▶ [TASK DIRECTIONS]: Reproduce word for word everything from the first of the lines below down to the line that contains "[[763, 582]]", including both of those lines. Leave the pictures out of your answer.
start MATERIAL PROVIDED
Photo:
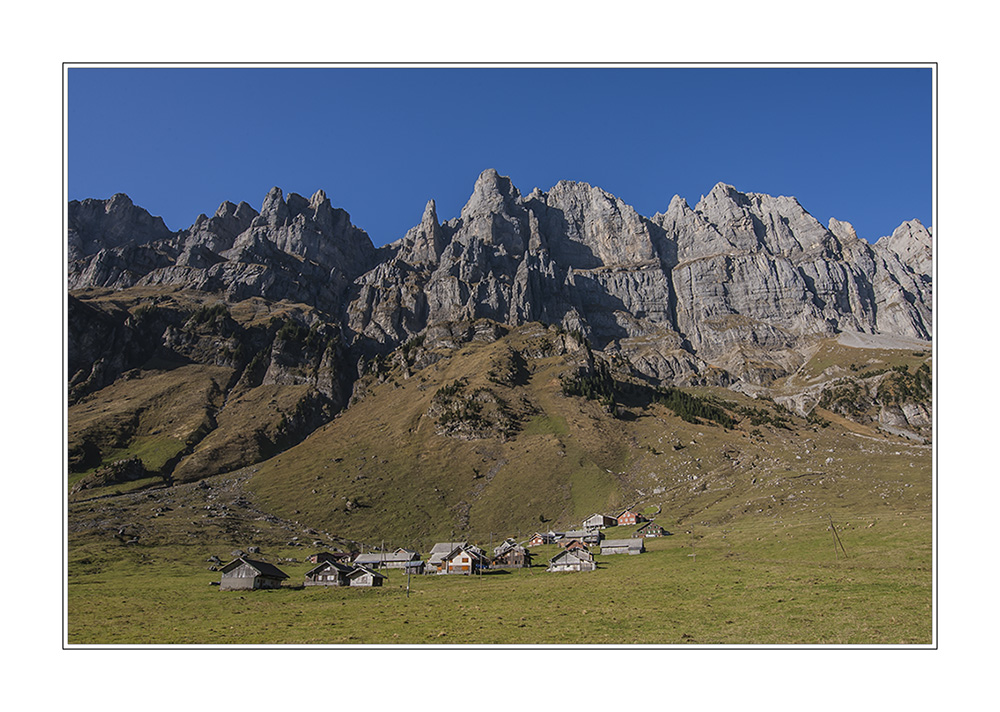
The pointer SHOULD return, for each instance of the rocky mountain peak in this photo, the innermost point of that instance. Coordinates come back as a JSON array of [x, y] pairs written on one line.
[[913, 244], [491, 194], [274, 209], [842, 230]]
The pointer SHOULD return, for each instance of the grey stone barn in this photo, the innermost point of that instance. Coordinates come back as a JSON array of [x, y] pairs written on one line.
[[249, 574], [361, 576], [575, 560], [328, 573], [622, 546]]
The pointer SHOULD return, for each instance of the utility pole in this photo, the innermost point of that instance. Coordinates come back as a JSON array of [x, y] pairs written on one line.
[[836, 540]]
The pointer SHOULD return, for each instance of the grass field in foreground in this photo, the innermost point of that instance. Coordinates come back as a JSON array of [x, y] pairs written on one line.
[[763, 582]]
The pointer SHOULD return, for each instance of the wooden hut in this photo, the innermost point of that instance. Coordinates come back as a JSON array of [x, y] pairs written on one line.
[[629, 518], [622, 546], [328, 573], [248, 574], [510, 555], [362, 576], [599, 521], [576, 560]]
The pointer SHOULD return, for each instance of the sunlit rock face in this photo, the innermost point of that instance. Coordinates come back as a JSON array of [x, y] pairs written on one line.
[[740, 282]]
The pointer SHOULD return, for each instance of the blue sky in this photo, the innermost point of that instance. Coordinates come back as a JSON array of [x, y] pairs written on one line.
[[853, 143]]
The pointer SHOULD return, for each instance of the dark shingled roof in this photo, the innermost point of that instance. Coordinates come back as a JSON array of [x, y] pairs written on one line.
[[263, 567]]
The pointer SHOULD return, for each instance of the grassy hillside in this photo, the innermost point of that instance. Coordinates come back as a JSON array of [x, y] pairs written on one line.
[[467, 442]]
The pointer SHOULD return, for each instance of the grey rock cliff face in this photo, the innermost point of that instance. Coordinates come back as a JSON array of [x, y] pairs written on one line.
[[740, 282]]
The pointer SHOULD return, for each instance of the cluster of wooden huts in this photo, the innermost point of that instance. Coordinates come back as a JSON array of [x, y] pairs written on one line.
[[456, 557]]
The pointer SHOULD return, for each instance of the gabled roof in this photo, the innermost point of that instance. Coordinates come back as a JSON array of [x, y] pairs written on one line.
[[383, 557], [360, 570], [578, 554], [443, 550], [340, 568], [615, 543], [262, 567], [473, 551]]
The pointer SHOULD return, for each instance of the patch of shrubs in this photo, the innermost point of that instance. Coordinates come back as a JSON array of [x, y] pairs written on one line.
[[692, 409]]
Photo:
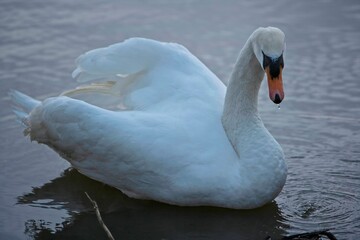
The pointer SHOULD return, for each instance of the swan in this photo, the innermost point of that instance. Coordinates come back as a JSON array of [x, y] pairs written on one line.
[[177, 134]]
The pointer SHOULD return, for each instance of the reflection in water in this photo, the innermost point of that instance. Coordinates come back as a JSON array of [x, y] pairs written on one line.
[[136, 219]]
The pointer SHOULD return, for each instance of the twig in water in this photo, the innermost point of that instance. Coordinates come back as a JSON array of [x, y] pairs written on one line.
[[108, 233]]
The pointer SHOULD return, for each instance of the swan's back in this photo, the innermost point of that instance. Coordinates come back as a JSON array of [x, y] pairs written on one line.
[[148, 75]]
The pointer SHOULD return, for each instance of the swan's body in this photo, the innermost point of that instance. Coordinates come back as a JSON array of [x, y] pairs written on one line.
[[180, 137]]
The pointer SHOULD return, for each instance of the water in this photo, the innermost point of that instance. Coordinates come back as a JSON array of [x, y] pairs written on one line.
[[318, 125]]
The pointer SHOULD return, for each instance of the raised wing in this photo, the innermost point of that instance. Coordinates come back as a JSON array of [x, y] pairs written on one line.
[[141, 74]]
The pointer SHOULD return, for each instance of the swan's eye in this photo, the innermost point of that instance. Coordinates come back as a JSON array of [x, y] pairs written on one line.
[[273, 64]]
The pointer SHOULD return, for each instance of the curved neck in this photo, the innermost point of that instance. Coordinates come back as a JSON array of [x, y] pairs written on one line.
[[241, 101]]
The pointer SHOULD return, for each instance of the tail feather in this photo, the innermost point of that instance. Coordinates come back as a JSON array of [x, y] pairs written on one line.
[[22, 106]]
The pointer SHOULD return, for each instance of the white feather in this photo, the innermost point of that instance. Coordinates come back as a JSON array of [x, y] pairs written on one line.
[[173, 143]]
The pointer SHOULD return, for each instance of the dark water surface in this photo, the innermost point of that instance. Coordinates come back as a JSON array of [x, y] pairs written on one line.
[[318, 124]]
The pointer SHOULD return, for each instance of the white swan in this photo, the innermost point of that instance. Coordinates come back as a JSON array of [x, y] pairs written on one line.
[[179, 136]]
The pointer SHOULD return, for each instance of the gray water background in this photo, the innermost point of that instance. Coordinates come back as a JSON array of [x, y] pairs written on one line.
[[318, 123]]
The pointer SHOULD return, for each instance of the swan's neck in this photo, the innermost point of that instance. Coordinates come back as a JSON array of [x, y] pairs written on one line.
[[240, 108]]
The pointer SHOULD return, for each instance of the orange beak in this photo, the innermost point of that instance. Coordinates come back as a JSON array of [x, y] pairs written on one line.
[[276, 90]]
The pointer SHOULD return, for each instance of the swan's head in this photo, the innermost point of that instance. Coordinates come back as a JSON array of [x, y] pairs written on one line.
[[269, 46]]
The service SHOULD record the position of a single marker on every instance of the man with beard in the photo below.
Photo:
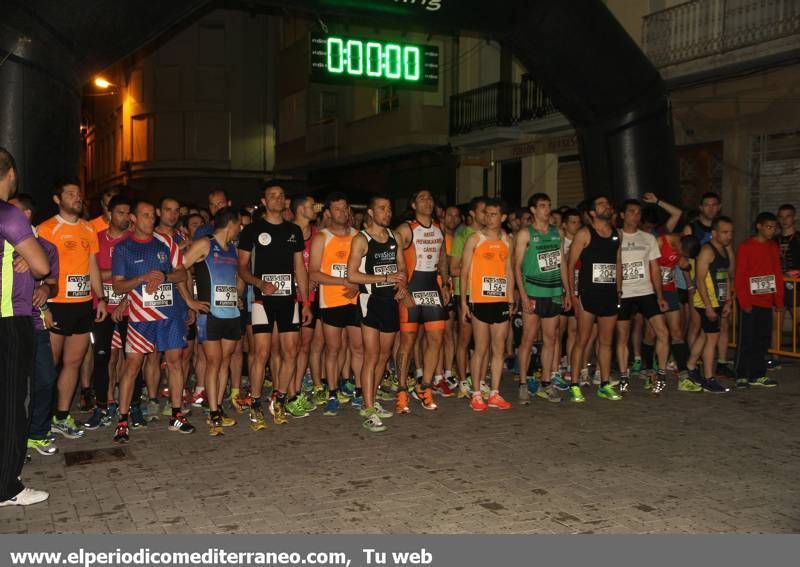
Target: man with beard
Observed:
(73, 316)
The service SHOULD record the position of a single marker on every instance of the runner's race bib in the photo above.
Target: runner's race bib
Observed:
(549, 261)
(386, 269)
(282, 283)
(494, 287)
(633, 271)
(78, 286)
(113, 298)
(427, 298)
(226, 296)
(162, 297)
(763, 285)
(604, 273)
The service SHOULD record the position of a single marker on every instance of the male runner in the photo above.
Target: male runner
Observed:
(488, 275)
(218, 325)
(597, 247)
(377, 265)
(271, 260)
(422, 242)
(77, 245)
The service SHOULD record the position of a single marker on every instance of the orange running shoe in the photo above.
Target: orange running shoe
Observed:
(425, 397)
(401, 402)
(477, 403)
(497, 401)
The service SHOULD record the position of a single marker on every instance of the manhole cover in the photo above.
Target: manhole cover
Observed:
(108, 455)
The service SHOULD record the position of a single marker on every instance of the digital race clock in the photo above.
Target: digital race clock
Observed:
(344, 59)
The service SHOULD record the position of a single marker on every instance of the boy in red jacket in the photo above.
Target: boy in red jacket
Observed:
(759, 290)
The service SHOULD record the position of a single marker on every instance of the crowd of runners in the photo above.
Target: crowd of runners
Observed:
(158, 311)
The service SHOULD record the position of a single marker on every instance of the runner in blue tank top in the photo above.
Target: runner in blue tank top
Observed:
(218, 326)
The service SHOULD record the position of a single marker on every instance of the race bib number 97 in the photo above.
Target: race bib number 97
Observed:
(493, 287)
(78, 286)
(604, 273)
(763, 285)
(282, 283)
(162, 297)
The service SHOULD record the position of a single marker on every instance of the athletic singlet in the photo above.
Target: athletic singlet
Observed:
(541, 265)
(334, 263)
(488, 278)
(717, 283)
(380, 259)
(422, 263)
(670, 257)
(599, 264)
(216, 280)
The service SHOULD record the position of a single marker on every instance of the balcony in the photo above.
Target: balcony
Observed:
(711, 37)
(502, 112)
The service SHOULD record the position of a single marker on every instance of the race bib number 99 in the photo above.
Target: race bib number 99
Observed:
(633, 271)
(604, 273)
(763, 285)
(549, 261)
(494, 287)
(386, 269)
(427, 298)
(226, 296)
(162, 297)
(282, 283)
(78, 286)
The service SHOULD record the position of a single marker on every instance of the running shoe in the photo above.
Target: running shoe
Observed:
(257, 421)
(295, 408)
(713, 387)
(401, 402)
(425, 397)
(608, 392)
(496, 401)
(43, 446)
(332, 407)
(443, 389)
(381, 411)
(319, 396)
(99, 419)
(558, 381)
(524, 397)
(137, 417)
(477, 404)
(279, 414)
(151, 410)
(199, 399)
(121, 433)
(66, 427)
(179, 424)
(763, 382)
(373, 423)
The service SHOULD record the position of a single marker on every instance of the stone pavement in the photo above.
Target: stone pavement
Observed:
(681, 463)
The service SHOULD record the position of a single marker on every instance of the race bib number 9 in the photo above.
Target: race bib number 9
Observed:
(386, 269)
(494, 287)
(763, 285)
(604, 273)
(427, 298)
(282, 283)
(549, 261)
(226, 296)
(162, 297)
(78, 286)
(113, 298)
(633, 271)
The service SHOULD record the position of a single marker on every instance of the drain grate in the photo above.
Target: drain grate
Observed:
(107, 455)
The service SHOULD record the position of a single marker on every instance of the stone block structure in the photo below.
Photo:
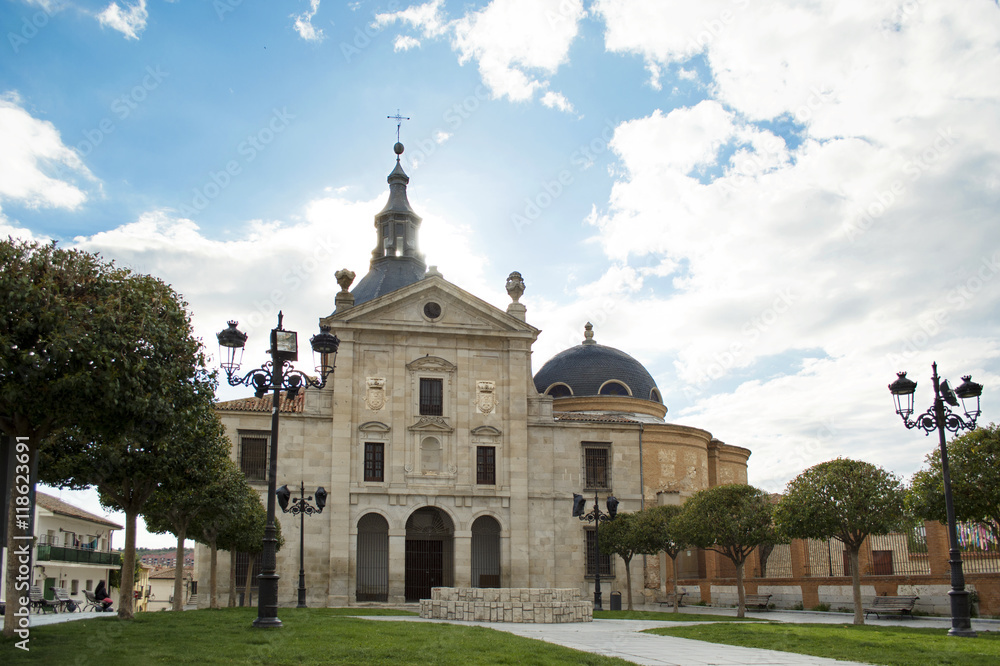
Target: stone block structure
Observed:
(519, 604)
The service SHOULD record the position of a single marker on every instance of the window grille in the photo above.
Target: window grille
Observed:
(596, 473)
(431, 397)
(593, 556)
(486, 467)
(374, 461)
(253, 455)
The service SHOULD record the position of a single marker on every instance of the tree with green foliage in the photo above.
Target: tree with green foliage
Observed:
(974, 470)
(226, 495)
(732, 520)
(152, 434)
(88, 345)
(847, 499)
(628, 535)
(246, 534)
(182, 501)
(666, 538)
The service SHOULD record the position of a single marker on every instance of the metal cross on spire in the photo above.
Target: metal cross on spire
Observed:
(399, 122)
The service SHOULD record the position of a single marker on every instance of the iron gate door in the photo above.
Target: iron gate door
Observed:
(424, 568)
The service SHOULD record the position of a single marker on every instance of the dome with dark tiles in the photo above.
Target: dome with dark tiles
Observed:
(590, 369)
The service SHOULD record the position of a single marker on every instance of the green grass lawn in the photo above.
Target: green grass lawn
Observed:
(309, 636)
(669, 616)
(874, 645)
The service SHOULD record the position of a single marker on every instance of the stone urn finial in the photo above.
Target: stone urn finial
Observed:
(515, 286)
(344, 278)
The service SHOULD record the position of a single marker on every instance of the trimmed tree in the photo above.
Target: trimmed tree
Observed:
(226, 498)
(628, 535)
(58, 346)
(181, 502)
(666, 538)
(246, 534)
(974, 469)
(146, 435)
(732, 520)
(847, 499)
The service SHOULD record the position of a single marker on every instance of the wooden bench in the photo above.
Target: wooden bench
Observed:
(62, 598)
(39, 602)
(900, 605)
(669, 601)
(756, 601)
(91, 603)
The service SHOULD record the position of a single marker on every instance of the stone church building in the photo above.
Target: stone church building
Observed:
(447, 462)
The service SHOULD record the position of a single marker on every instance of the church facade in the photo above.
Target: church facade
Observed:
(447, 462)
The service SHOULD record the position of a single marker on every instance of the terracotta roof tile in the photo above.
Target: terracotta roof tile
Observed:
(597, 418)
(264, 404)
(56, 505)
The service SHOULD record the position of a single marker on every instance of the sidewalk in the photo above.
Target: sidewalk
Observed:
(622, 638)
(42, 619)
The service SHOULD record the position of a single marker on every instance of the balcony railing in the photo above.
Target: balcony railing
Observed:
(83, 556)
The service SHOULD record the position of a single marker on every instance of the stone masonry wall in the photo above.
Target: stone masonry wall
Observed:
(530, 605)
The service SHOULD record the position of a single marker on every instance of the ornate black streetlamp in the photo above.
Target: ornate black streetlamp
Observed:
(276, 375)
(596, 516)
(302, 507)
(941, 418)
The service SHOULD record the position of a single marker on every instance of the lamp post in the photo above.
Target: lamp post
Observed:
(302, 507)
(597, 517)
(275, 375)
(940, 418)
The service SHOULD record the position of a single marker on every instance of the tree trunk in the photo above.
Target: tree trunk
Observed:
(125, 597)
(741, 595)
(15, 591)
(673, 560)
(628, 580)
(214, 603)
(247, 595)
(232, 579)
(859, 616)
(179, 571)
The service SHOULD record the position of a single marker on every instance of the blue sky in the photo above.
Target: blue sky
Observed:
(774, 206)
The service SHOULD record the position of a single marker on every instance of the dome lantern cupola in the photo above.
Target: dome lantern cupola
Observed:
(396, 260)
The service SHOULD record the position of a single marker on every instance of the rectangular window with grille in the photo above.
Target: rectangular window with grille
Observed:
(431, 397)
(596, 470)
(242, 564)
(253, 455)
(594, 556)
(374, 461)
(486, 465)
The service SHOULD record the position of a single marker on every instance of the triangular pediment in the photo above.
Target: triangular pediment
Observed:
(432, 302)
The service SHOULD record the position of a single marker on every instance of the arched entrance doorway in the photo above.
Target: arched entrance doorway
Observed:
(373, 558)
(485, 552)
(430, 552)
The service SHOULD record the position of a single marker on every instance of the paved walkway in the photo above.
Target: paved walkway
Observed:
(623, 638)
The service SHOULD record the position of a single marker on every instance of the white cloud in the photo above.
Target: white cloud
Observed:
(517, 44)
(130, 20)
(35, 165)
(304, 26)
(557, 101)
(804, 273)
(428, 18)
(405, 43)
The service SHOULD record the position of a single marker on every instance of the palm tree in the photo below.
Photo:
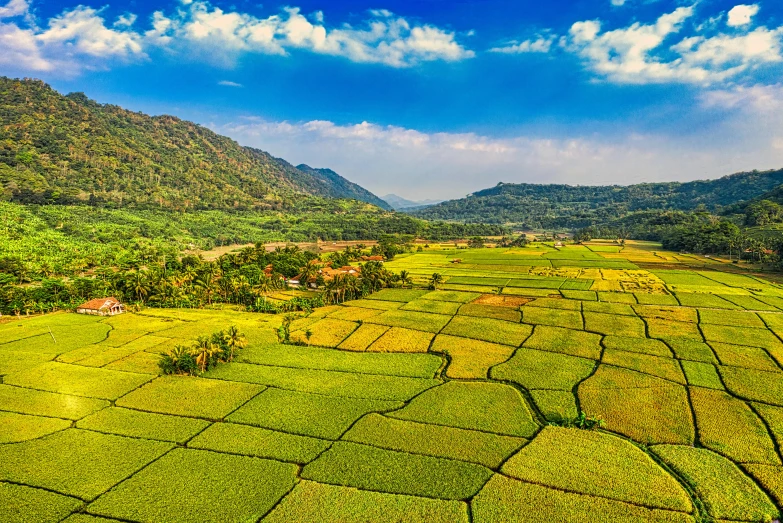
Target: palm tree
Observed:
(234, 341)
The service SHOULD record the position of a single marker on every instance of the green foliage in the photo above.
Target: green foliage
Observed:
(726, 492)
(370, 468)
(125, 422)
(189, 396)
(626, 473)
(259, 442)
(20, 504)
(77, 462)
(433, 440)
(312, 501)
(314, 415)
(488, 407)
(217, 487)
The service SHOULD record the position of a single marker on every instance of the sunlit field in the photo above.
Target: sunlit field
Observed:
(581, 383)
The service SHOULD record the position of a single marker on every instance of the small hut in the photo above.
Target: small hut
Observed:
(110, 306)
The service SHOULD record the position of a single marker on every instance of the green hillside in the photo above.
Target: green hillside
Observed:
(566, 206)
(71, 150)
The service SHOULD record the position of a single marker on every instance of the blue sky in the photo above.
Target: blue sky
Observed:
(436, 98)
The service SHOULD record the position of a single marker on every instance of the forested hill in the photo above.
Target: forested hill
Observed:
(544, 206)
(72, 150)
(336, 186)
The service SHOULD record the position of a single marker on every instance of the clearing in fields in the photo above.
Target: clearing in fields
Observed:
(447, 405)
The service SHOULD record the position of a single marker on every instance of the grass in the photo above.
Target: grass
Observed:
(611, 324)
(755, 385)
(432, 306)
(398, 339)
(470, 358)
(413, 365)
(535, 369)
(727, 493)
(315, 502)
(421, 321)
(78, 381)
(217, 487)
(488, 329)
(20, 504)
(491, 311)
(41, 403)
(370, 468)
(125, 422)
(77, 462)
(617, 469)
(433, 440)
(555, 405)
(565, 341)
(666, 368)
(259, 442)
(488, 407)
(314, 415)
(702, 375)
(729, 427)
(553, 317)
(345, 384)
(453, 296)
(642, 407)
(22, 427)
(640, 345)
(509, 500)
(325, 333)
(189, 396)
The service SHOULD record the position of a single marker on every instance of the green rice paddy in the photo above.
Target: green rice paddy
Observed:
(452, 405)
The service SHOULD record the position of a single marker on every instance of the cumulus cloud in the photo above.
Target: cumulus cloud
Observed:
(539, 44)
(199, 30)
(742, 15)
(657, 52)
(438, 165)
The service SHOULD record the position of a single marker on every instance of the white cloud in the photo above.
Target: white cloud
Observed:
(437, 165)
(82, 38)
(657, 53)
(539, 44)
(384, 38)
(742, 15)
(14, 8)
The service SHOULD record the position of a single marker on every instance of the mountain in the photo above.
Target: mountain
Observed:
(399, 203)
(565, 206)
(335, 186)
(71, 150)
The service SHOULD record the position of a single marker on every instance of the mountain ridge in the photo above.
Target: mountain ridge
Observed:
(69, 149)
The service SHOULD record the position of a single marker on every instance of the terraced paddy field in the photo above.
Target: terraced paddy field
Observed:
(452, 405)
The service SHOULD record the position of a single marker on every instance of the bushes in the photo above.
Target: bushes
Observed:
(433, 440)
(204, 353)
(217, 487)
(727, 492)
(381, 470)
(625, 472)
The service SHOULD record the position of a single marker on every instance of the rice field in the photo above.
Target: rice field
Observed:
(459, 404)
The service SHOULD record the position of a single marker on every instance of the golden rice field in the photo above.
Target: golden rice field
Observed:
(412, 405)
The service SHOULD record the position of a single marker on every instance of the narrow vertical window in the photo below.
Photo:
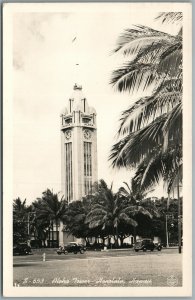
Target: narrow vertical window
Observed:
(68, 165)
(87, 167)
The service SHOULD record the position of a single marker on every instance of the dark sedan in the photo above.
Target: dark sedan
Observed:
(22, 249)
(146, 244)
(72, 247)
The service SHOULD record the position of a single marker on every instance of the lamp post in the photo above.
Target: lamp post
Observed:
(179, 216)
(28, 223)
(167, 232)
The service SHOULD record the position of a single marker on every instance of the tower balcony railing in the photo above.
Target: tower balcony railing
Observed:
(67, 125)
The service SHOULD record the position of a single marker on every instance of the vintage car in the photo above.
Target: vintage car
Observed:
(147, 244)
(72, 247)
(22, 249)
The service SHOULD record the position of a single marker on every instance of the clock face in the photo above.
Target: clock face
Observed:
(87, 134)
(68, 134)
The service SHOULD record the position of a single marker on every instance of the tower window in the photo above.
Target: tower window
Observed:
(68, 177)
(87, 167)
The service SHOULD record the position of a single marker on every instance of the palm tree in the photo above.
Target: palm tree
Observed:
(109, 212)
(150, 131)
(20, 211)
(50, 209)
(135, 202)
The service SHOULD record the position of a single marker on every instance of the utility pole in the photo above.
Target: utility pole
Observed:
(179, 216)
(167, 234)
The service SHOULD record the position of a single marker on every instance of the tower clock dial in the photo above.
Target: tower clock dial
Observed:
(87, 134)
(68, 134)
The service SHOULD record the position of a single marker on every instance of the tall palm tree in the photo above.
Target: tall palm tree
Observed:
(110, 211)
(52, 209)
(20, 215)
(135, 202)
(150, 132)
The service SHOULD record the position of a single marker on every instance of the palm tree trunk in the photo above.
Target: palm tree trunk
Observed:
(134, 234)
(52, 233)
(57, 232)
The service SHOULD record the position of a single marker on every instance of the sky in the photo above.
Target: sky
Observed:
(44, 73)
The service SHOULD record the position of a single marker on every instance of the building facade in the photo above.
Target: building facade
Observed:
(78, 147)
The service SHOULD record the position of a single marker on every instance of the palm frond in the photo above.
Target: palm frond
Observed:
(135, 39)
(133, 76)
(146, 109)
(130, 150)
(170, 17)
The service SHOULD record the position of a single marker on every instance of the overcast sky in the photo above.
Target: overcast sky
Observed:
(44, 59)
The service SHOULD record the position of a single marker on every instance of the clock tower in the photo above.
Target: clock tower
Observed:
(78, 147)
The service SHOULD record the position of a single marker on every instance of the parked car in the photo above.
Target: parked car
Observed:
(72, 247)
(22, 249)
(146, 244)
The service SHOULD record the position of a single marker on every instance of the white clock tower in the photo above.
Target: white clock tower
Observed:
(78, 147)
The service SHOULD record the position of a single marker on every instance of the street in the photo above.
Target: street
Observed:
(95, 268)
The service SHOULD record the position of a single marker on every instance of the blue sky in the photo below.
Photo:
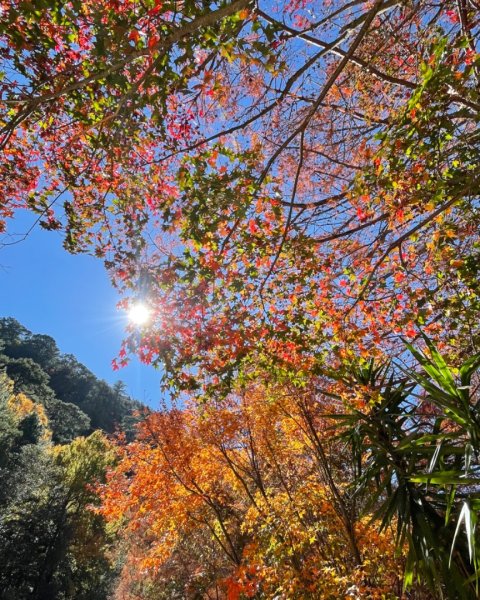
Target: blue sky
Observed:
(70, 298)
end MATERIAL PROVIDED
▶ [TASK OUTPUT]:
Photo:
The pointer SHOULD return, for each instance of the rocky mountain peak in this photo, the innermost point of that instance. Coordinates come back as a JSON array of [x, y] pairs written on one line.
[[913, 244], [491, 194], [274, 209], [842, 230]]
The pointer SHOULD return, for each instance of the grey stone barn in this photo, the innermost point of that instance. Coordinates come back as a JSON array of [x, y] pairs written on one line.
[[249, 574], [361, 576], [575, 560], [328, 573], [622, 546]]
The pointer SHOULD return, for each instance of the utility pole in this photo, the innermost point of that instance. Coordinates come back as a JSON array of [x, y] pairs written on one line.
[[836, 540]]
The pointer SHOULD return, for each instance of the grass field in foreground in this photo, the innermost point of that instance. Coordinates come back as a JSON array of [x, y] pairs written on one line.
[[763, 582]]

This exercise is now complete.